* _What is required_:
Below are records; give the number of their lines that hold the word "limit", and write nothing more.

[Natural language region descriptions]
------------------------------------

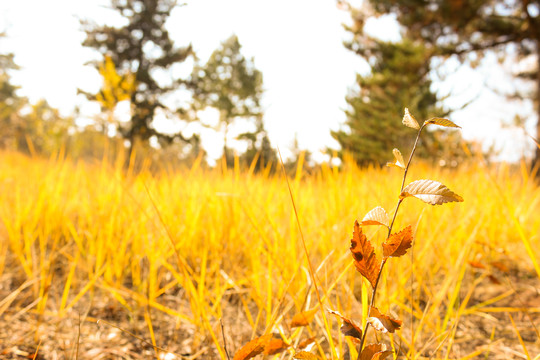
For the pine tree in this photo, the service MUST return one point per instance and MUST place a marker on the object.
(143, 48)
(452, 27)
(231, 84)
(398, 79)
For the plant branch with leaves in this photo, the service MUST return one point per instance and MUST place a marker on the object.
(366, 260)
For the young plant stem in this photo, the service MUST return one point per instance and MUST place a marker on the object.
(374, 290)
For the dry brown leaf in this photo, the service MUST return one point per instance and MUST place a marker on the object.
(375, 352)
(430, 191)
(348, 327)
(365, 259)
(377, 216)
(398, 160)
(494, 279)
(303, 318)
(381, 322)
(304, 343)
(499, 265)
(410, 121)
(275, 346)
(304, 355)
(536, 141)
(253, 348)
(441, 122)
(398, 243)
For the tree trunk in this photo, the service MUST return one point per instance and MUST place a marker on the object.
(536, 160)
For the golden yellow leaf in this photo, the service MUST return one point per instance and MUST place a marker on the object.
(377, 216)
(348, 327)
(381, 322)
(304, 355)
(441, 122)
(398, 243)
(375, 352)
(304, 343)
(410, 121)
(253, 348)
(398, 160)
(303, 318)
(365, 259)
(275, 346)
(430, 191)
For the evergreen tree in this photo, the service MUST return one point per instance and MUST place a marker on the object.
(10, 103)
(143, 48)
(451, 27)
(231, 84)
(398, 79)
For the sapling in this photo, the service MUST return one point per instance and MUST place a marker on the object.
(369, 263)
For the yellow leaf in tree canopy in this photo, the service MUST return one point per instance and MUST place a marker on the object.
(431, 192)
(441, 122)
(365, 260)
(410, 121)
(377, 216)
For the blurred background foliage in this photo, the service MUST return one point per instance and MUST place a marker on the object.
(139, 59)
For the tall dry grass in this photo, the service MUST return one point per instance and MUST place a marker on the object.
(216, 238)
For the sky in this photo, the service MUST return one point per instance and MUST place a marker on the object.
(297, 45)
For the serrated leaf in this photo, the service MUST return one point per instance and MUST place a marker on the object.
(377, 216)
(275, 346)
(410, 121)
(374, 352)
(381, 322)
(304, 343)
(304, 355)
(430, 191)
(348, 327)
(253, 348)
(398, 160)
(441, 122)
(365, 259)
(398, 243)
(303, 318)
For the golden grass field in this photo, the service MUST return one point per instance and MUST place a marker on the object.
(101, 263)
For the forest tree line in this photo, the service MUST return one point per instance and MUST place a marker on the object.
(137, 62)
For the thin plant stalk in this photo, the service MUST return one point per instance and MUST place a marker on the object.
(374, 290)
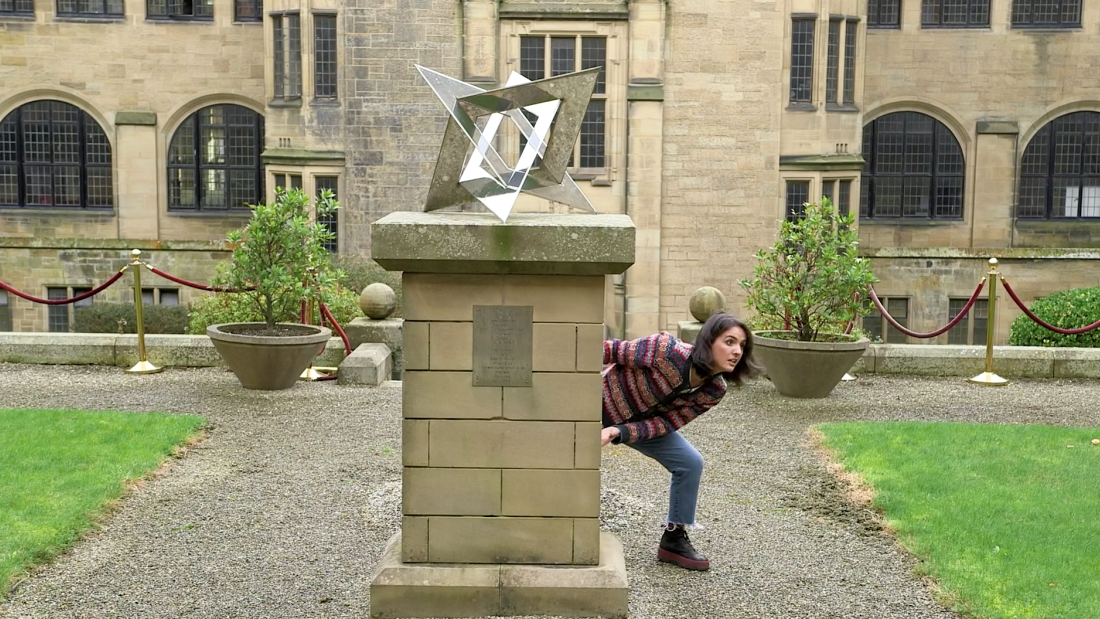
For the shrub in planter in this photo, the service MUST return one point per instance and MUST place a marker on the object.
(279, 258)
(232, 307)
(812, 276)
(120, 318)
(1068, 309)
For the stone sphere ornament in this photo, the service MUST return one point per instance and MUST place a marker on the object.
(705, 301)
(377, 301)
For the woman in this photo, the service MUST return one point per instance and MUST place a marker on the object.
(657, 385)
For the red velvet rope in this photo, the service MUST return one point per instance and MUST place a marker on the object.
(1043, 322)
(954, 321)
(332, 320)
(79, 297)
(183, 282)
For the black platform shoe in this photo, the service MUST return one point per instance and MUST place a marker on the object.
(675, 548)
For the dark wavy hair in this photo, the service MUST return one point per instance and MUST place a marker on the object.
(718, 323)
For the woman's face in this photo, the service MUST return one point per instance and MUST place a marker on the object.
(727, 349)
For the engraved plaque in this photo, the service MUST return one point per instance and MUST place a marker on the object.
(503, 345)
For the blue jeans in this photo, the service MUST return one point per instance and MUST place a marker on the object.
(685, 464)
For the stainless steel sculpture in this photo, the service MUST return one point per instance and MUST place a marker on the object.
(558, 107)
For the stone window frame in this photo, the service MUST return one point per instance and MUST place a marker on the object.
(19, 9)
(94, 152)
(1019, 6)
(875, 20)
(1051, 175)
(801, 87)
(968, 327)
(840, 63)
(249, 11)
(793, 211)
(193, 121)
(177, 10)
(74, 9)
(287, 63)
(616, 35)
(834, 188)
(933, 11)
(327, 89)
(870, 175)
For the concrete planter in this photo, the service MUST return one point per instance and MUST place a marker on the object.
(805, 369)
(267, 362)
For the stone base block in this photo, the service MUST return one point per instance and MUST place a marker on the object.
(386, 331)
(421, 589)
(369, 364)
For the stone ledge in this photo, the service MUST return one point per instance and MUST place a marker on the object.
(480, 243)
(421, 589)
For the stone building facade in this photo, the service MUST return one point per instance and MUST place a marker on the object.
(950, 132)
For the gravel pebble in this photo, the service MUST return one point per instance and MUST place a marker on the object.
(284, 509)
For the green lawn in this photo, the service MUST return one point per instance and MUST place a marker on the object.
(1005, 518)
(59, 470)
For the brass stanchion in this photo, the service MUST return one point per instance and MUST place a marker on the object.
(143, 365)
(988, 377)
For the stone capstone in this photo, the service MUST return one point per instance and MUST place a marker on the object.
(480, 243)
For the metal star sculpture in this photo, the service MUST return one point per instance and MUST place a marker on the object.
(558, 107)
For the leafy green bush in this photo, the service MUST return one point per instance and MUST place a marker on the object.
(359, 273)
(233, 307)
(813, 275)
(1069, 309)
(279, 257)
(120, 318)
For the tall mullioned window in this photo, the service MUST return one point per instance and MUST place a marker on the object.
(54, 155)
(90, 8)
(213, 161)
(248, 10)
(17, 8)
(833, 61)
(325, 56)
(802, 59)
(913, 168)
(849, 62)
(1046, 13)
(550, 56)
(840, 78)
(798, 195)
(330, 221)
(198, 10)
(955, 13)
(286, 30)
(1059, 174)
(883, 13)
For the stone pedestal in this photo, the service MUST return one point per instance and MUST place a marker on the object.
(502, 402)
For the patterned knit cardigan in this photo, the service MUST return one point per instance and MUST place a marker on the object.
(644, 373)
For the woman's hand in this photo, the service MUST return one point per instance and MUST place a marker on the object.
(607, 435)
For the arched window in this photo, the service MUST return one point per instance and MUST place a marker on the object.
(1059, 175)
(213, 161)
(54, 155)
(913, 168)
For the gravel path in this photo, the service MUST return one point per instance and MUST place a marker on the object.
(284, 509)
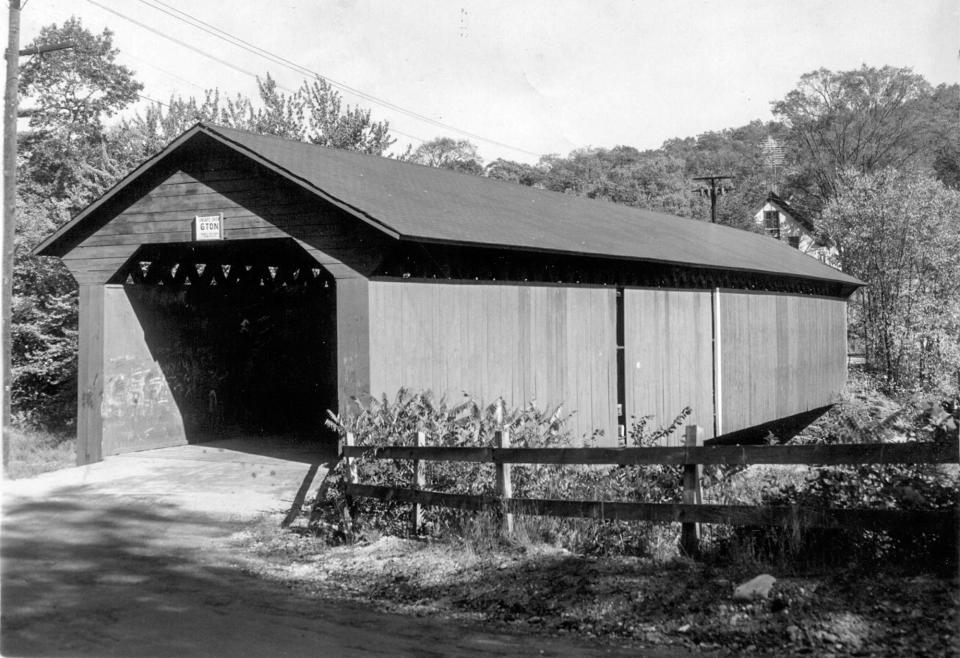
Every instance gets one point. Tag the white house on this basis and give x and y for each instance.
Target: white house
(781, 221)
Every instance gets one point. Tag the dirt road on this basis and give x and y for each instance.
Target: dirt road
(130, 557)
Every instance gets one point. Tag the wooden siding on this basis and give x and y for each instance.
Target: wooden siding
(781, 355)
(90, 374)
(139, 408)
(255, 204)
(550, 345)
(669, 357)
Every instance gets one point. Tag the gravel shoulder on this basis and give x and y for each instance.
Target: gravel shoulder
(678, 606)
(149, 555)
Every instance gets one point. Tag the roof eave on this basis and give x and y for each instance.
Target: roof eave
(41, 249)
(44, 248)
(839, 278)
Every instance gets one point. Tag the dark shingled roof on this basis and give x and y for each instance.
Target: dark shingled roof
(415, 202)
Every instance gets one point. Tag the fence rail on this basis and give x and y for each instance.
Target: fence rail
(830, 455)
(690, 513)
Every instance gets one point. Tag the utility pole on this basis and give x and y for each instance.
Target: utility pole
(10, 111)
(714, 191)
(9, 209)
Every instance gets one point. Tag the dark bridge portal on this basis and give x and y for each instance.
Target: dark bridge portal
(241, 340)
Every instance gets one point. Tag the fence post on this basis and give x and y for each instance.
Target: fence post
(504, 487)
(348, 509)
(692, 494)
(419, 482)
(351, 464)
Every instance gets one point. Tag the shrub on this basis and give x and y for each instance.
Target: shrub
(472, 424)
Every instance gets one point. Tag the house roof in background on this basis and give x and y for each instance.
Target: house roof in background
(775, 199)
(419, 203)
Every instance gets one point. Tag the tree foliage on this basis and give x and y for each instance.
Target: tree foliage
(900, 232)
(68, 95)
(861, 120)
(315, 113)
(448, 153)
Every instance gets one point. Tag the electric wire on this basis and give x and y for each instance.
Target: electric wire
(282, 61)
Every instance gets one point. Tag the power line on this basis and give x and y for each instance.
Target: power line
(299, 68)
(214, 58)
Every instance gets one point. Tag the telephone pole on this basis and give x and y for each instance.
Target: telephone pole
(714, 191)
(9, 208)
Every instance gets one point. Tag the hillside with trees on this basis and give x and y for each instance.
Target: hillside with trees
(872, 155)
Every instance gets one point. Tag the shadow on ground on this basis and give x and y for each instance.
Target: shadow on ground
(88, 573)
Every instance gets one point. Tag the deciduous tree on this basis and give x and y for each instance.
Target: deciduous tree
(852, 121)
(900, 232)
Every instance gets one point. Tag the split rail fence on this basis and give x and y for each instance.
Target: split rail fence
(690, 513)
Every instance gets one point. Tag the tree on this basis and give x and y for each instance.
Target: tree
(900, 232)
(851, 121)
(515, 172)
(315, 113)
(448, 153)
(68, 94)
(66, 159)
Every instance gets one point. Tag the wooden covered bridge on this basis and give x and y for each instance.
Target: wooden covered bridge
(243, 281)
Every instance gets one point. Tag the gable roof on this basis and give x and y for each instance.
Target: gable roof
(419, 203)
(803, 220)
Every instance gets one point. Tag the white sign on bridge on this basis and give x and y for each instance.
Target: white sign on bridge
(208, 228)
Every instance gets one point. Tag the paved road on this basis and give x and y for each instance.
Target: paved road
(129, 557)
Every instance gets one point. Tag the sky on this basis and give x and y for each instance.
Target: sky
(524, 78)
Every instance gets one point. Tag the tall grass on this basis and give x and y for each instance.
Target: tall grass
(34, 451)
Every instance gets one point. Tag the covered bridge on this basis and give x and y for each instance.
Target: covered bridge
(249, 282)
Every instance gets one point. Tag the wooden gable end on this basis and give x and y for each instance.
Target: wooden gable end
(255, 203)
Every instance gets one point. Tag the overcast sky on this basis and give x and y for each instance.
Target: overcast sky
(533, 76)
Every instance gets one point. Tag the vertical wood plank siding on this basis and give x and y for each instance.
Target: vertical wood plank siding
(550, 345)
(255, 205)
(669, 357)
(139, 408)
(781, 354)
(90, 375)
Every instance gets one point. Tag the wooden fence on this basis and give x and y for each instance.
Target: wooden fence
(691, 512)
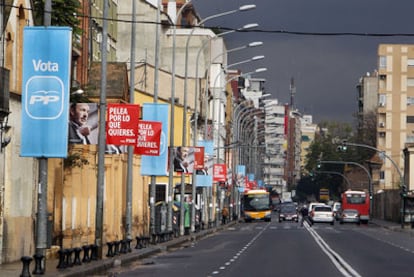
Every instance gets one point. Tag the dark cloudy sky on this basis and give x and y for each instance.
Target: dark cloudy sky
(326, 69)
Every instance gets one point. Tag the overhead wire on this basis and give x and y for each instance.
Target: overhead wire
(219, 28)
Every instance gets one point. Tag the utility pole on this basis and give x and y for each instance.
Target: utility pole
(101, 137)
(292, 93)
(41, 216)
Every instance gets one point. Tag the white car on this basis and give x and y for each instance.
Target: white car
(322, 213)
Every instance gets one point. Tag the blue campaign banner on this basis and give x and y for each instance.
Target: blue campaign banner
(204, 180)
(45, 91)
(208, 146)
(250, 177)
(156, 165)
(240, 177)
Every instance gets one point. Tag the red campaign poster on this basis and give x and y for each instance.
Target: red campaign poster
(219, 173)
(198, 158)
(149, 138)
(122, 124)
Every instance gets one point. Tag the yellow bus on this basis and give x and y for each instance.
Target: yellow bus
(256, 205)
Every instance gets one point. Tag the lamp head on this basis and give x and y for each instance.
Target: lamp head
(247, 7)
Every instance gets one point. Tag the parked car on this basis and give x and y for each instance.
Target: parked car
(336, 208)
(288, 213)
(322, 213)
(349, 216)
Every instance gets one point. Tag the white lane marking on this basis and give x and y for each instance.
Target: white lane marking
(343, 267)
(235, 257)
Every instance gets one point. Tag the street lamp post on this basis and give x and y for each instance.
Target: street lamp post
(254, 44)
(184, 139)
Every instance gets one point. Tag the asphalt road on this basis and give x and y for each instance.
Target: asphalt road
(286, 249)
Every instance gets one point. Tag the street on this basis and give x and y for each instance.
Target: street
(286, 249)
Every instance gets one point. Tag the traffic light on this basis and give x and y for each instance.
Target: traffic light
(341, 148)
(404, 191)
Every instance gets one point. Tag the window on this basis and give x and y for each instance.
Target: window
(382, 100)
(410, 101)
(382, 62)
(410, 82)
(410, 119)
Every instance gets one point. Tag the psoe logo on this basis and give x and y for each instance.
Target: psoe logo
(44, 97)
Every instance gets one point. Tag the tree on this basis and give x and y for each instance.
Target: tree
(324, 147)
(64, 13)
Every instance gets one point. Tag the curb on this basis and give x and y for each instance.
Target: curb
(105, 265)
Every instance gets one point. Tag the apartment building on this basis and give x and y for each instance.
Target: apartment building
(274, 160)
(395, 112)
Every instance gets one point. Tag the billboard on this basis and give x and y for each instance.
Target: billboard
(45, 91)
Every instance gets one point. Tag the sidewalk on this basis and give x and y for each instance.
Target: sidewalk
(394, 226)
(96, 267)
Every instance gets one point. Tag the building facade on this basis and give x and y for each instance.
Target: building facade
(395, 112)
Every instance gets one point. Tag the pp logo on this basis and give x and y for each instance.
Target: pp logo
(44, 97)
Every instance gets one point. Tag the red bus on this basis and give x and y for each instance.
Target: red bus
(358, 200)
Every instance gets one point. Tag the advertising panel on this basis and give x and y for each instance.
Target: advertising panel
(149, 138)
(156, 165)
(122, 124)
(45, 91)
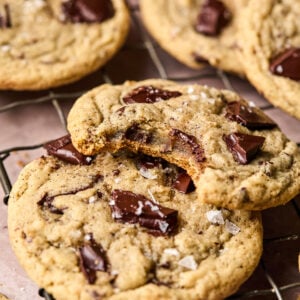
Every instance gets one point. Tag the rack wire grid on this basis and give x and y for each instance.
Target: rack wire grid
(277, 276)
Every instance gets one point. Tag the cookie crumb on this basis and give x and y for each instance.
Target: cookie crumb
(188, 262)
(232, 228)
(215, 217)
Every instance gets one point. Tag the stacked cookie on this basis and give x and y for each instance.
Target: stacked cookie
(155, 194)
(258, 39)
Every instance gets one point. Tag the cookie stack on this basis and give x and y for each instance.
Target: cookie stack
(252, 38)
(155, 194)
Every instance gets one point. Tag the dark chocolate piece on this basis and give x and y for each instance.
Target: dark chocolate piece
(247, 116)
(128, 207)
(92, 258)
(189, 140)
(149, 94)
(287, 64)
(243, 146)
(134, 133)
(87, 11)
(184, 183)
(5, 20)
(213, 17)
(64, 149)
(46, 202)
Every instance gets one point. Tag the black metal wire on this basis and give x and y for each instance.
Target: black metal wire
(55, 99)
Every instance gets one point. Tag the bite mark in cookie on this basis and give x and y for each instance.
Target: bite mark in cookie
(213, 17)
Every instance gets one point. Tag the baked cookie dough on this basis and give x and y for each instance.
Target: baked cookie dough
(45, 44)
(194, 31)
(270, 37)
(126, 227)
(236, 155)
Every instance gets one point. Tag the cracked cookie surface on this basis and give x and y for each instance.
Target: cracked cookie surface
(41, 48)
(174, 25)
(65, 235)
(269, 31)
(235, 154)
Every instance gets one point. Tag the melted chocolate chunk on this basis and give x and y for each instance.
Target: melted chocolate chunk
(243, 146)
(5, 20)
(92, 258)
(134, 133)
(199, 59)
(189, 140)
(247, 116)
(287, 64)
(184, 183)
(64, 149)
(87, 11)
(213, 17)
(149, 94)
(46, 202)
(128, 207)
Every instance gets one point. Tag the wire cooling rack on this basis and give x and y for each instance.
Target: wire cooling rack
(265, 283)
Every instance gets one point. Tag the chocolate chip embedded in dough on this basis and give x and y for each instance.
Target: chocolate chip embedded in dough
(243, 147)
(287, 64)
(64, 150)
(149, 94)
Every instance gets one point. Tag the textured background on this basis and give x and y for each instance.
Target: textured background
(31, 118)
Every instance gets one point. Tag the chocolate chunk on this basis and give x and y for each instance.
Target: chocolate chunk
(184, 183)
(5, 20)
(149, 94)
(213, 17)
(287, 64)
(188, 140)
(64, 149)
(243, 146)
(247, 116)
(46, 202)
(87, 11)
(199, 59)
(92, 258)
(128, 207)
(134, 133)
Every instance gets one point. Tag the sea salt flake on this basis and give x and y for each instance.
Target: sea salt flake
(232, 228)
(215, 217)
(171, 251)
(147, 173)
(188, 262)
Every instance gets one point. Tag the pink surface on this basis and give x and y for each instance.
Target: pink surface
(35, 123)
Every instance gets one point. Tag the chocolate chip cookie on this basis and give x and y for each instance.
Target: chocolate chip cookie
(236, 155)
(126, 226)
(196, 31)
(50, 43)
(270, 37)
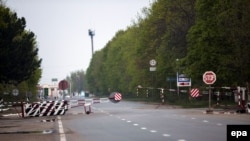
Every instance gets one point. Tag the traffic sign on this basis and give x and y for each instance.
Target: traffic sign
(209, 77)
(115, 97)
(63, 85)
(194, 92)
(152, 62)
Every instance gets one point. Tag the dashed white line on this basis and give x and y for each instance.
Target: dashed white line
(205, 121)
(135, 124)
(181, 140)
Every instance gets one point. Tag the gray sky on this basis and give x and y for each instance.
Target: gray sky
(61, 28)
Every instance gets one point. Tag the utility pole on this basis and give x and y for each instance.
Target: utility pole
(91, 34)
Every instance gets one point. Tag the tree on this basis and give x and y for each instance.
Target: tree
(18, 51)
(220, 42)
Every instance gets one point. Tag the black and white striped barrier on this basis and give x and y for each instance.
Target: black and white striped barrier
(89, 101)
(46, 108)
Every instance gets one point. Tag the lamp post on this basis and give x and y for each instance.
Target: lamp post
(91, 34)
(177, 75)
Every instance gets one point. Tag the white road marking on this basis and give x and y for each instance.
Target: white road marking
(219, 124)
(166, 135)
(153, 131)
(135, 124)
(205, 121)
(61, 131)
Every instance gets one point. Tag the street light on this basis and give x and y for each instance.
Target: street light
(91, 34)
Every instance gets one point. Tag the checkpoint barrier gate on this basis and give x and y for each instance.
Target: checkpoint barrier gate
(53, 108)
(114, 97)
(46, 108)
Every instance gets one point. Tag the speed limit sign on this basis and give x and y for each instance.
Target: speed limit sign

------------------------------------

* _Answer box_:
2